(PROBLEM DETAILS): Format the data below as a numbered list with one entry per line, leaving out any blank lines.

(RECORDS FOR THE EXERCISE):
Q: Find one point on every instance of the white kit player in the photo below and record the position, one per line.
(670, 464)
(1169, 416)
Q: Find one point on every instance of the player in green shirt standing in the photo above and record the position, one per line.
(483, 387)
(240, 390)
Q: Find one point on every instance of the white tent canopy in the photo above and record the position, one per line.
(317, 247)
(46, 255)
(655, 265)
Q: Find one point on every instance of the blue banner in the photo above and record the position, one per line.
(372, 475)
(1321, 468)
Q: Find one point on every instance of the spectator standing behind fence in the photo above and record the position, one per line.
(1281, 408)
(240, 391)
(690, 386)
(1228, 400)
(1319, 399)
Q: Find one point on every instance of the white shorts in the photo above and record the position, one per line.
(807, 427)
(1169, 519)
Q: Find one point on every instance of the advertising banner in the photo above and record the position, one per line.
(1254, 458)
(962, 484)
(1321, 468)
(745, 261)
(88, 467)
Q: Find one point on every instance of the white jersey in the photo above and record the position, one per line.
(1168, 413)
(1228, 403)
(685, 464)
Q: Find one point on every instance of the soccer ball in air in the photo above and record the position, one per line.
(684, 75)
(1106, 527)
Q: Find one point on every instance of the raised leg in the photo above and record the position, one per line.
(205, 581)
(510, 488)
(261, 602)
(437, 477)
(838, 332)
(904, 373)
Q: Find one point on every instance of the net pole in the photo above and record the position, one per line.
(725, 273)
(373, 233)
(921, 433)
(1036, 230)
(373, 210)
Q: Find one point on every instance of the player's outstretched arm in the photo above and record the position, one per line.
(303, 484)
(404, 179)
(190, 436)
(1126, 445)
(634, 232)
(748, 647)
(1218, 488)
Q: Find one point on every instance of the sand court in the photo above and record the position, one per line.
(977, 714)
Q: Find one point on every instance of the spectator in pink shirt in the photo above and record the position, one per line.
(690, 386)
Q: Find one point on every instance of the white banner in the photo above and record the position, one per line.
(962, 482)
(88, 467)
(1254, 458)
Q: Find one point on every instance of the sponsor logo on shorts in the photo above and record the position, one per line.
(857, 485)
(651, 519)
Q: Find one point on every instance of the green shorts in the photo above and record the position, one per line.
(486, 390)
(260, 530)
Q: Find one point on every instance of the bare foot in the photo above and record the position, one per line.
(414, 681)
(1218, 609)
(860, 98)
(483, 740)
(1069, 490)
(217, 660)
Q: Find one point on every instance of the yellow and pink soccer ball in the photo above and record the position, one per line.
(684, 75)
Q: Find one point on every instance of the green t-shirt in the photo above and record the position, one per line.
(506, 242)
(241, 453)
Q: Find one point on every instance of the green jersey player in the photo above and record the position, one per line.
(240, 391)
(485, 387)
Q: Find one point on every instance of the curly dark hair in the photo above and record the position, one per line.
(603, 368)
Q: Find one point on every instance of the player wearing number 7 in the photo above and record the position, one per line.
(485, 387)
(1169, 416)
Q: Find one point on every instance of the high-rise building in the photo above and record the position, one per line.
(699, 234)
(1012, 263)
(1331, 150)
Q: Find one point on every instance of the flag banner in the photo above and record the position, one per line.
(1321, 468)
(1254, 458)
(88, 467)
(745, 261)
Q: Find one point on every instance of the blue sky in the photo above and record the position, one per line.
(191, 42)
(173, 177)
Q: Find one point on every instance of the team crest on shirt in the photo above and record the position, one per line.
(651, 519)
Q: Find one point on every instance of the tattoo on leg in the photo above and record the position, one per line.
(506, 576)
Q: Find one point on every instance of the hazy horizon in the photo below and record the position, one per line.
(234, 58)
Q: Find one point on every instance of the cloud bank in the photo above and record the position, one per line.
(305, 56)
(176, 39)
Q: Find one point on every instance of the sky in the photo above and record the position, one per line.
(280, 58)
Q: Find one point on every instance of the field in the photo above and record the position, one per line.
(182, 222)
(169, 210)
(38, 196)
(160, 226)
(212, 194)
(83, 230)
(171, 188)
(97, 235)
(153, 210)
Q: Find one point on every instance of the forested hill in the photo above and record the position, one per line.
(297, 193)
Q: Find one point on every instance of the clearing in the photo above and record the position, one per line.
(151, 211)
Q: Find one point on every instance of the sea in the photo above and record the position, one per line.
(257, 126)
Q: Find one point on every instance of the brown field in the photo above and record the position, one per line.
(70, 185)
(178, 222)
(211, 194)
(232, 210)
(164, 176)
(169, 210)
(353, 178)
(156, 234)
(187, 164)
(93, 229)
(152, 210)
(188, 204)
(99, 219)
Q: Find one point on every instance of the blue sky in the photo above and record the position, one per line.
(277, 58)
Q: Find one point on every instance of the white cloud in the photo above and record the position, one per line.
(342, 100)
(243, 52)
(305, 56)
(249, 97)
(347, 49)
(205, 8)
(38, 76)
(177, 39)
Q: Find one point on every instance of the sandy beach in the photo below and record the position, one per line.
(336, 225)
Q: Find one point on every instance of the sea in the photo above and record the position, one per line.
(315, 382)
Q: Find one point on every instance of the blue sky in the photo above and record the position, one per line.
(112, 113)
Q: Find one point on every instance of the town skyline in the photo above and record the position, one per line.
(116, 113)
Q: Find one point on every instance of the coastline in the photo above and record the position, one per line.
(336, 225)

(OUTPUT OF THE TASK):
1. Q: Find one point on every instance of the white kit player in the photo below and record the position, one per line.
2. (670, 464)
3. (1169, 416)
4. Q: Find one point on every instance of the player in green shirt standing in the photo above and record the position, one per line.
5. (483, 387)
6. (240, 390)
7. Q: Find one point on every instance of the white tent canopy in the photo above and record the position, one per line.
8. (317, 247)
9. (46, 255)
10. (655, 265)
11. Q: Find one point on every instance of the blue banner in the photo above and record the position, one per line.
12. (372, 475)
13. (1321, 468)
14. Q: Find one point on every instance of the spectator standing behind fence in the photo above and record the position, one per line.
15. (1281, 408)
16. (240, 391)
17. (690, 386)
18. (1228, 400)
19. (1319, 399)
20. Q: Find one point on every instance of the white shorts in the photo above and record the position, one per line.
21. (807, 427)
22. (1169, 519)
23. Q: Find one point on every instance of the advertising banner in the photo above and record the position, one per line.
24. (1254, 458)
25. (962, 484)
26. (1321, 468)
27. (745, 261)
28. (88, 467)
29. Q: Find one point on every instance of the white jersey in the photo above and record the position, one per line.
30. (1168, 413)
31. (1228, 403)
32. (685, 464)
33. Q: Find one point on every instance of the soccer ball in air in the photo above and record the position, one per line.
34. (684, 75)
35. (1106, 527)
36. Q: Find one point on every instance of the raised leg in the photo above and record the position, one per line.
37. (205, 581)
38. (510, 488)
39. (261, 602)
40. (437, 477)
41. (838, 332)
42. (904, 373)
43. Q: Find one point on every instance of the net pole in the photo above and record the position, one per line.
44. (725, 273)
45. (373, 233)
46. (921, 433)
47. (1036, 230)
48. (373, 210)
49. Q: Find one point on every instance of the player's outstretched arm in the photo above and record the position, one per line.
50. (303, 484)
51. (404, 179)
52. (190, 436)
53. (1126, 445)
54. (634, 232)
55. (748, 647)
56. (1218, 488)
57. Q: Find one point on every instance of the sand court in the photo above and record the position, one per line.
58. (977, 714)
59. Q: Find one point on every instance of the spectator in pink shirt in the photo above and record the position, one per line.
60. (690, 386)
61. Q: Find one point on every instance of the white banner in the photo above and record the position, one per line.
62. (962, 482)
63. (88, 467)
64. (1254, 458)
65. Q: Find one point on every instance of the sponsor logo on shorts in the photo above and record the position, one per line.
66. (857, 485)
67. (651, 519)
68. Q: Find one point on every instance of the green shorts in the photo above and record the position, one per line.
69. (486, 390)
70. (260, 530)
71. Q: Find one point on every instance of the bare foot in the photo above and record the position, one per line.
72. (414, 681)
73. (1218, 609)
74. (860, 98)
75. (483, 740)
76. (1069, 490)
77. (217, 660)
78. Q: Find one point on every instance of the yellow and pink soccer ball in the photo above and record the position, one per line.
79. (684, 75)
80. Q: Find one point on every instance of the green t-shirt in the photo above and record the position, one per line.
81. (506, 242)
82. (241, 453)
83. Q: Find one point on every instance of the green jersey player in the photo above and record the position, one per line.
84. (240, 391)
85. (485, 387)
86. Q: Find one point on every instance of the curly dark hair in the photo above and record the position, one per line.
87. (603, 368)
88. Q: Find one point on every instance of the player wearing number 7 in the photo above and record the position, one per line.
89. (485, 387)
90. (1169, 416)
91. Q: Find one point on every instance of the high-rise building in the photo above and record the position, one per line.
92. (699, 234)
93. (1012, 263)
94. (1331, 150)
95. Q: Find one point on every instance of the flag banner in the photo above and record the position, one per line.
96. (1321, 468)
97. (1254, 458)
98. (88, 467)
99. (745, 261)
100. Q: Find one point on every instance of the blue sky in the photo above and record the position, one per line.
101. (191, 42)
102. (173, 177)
103. Q: Find one point on every instance of the team crest on shirt in the photo above and record the position, one per line.
104. (651, 519)
105. Q: Find one point on every instance of the tattoo on leg in the photo above and record the position, one per line.
106. (506, 576)
107. Q: Find one point on every instance of the hazy horizon in the photo below and record the position, one per line.
108. (234, 58)
109. Q: Find one point on every instance of the cloud bank in the photo above and record the position, one per line.
110. (305, 56)
111. (176, 39)
112. Q: Find one point on every instance of the sky in the photo above and record the position, one per line.
113. (280, 58)
114. Q: Find one point on every instance of the field in the photo above and record the position, one per line.
115. (182, 222)
116. (169, 210)
117. (38, 196)
118. (160, 226)
119. (212, 194)
120. (83, 230)
121. (171, 188)
122. (97, 235)
123. (153, 210)
124. Q: Find one point on every instance of the forested hill in the photo above and record the position, one per line.
125. (297, 193)
126. Q: Find one point on every instance of the clearing in the photo above and record the position, one per line.
127. (151, 211)
128. Q: Find one point on every instance of the sea in the photo above and record the position, one per line.
129. (257, 126)
130. Q: Find one point on every instance of the brown field in the photo above and record the position, one per line.
131. (70, 185)
132. (178, 222)
133. (211, 194)
134. (232, 210)
135. (164, 176)
136. (169, 210)
137. (353, 178)
138. (156, 234)
139. (187, 164)
140. (93, 229)
141. (152, 210)
142. (188, 204)
143. (99, 219)
144. Q: Find one point on every instance of the blue sky in the photo above and record the position, one per line.
145. (277, 58)
146. Q: Find one point on every instance of the white cloud in the photo above and record the position, one per line.
147. (342, 100)
148. (243, 52)
149. (305, 56)
150. (249, 97)
151. (347, 49)
152. (205, 8)
153. (38, 76)
154. (177, 39)
155. Q: Find one point on every instance of the sandy beach in the photo below and record the position, one per line.
156. (336, 225)
157. Q: Find one point on every instance of the sea in the photo above and record the position, one per line.
158. (315, 382)
159. Q: Find one point on every instance of the blue sky in the photo above and record the position, one per line.
160. (112, 113)
161. Q: Find one point on every instance of the town skyline in the photo above and record the position, one per line.
162. (116, 113)
163. Q: Find one point on every instance of the coastline in the photo above and record the position, one per line.
164. (336, 225)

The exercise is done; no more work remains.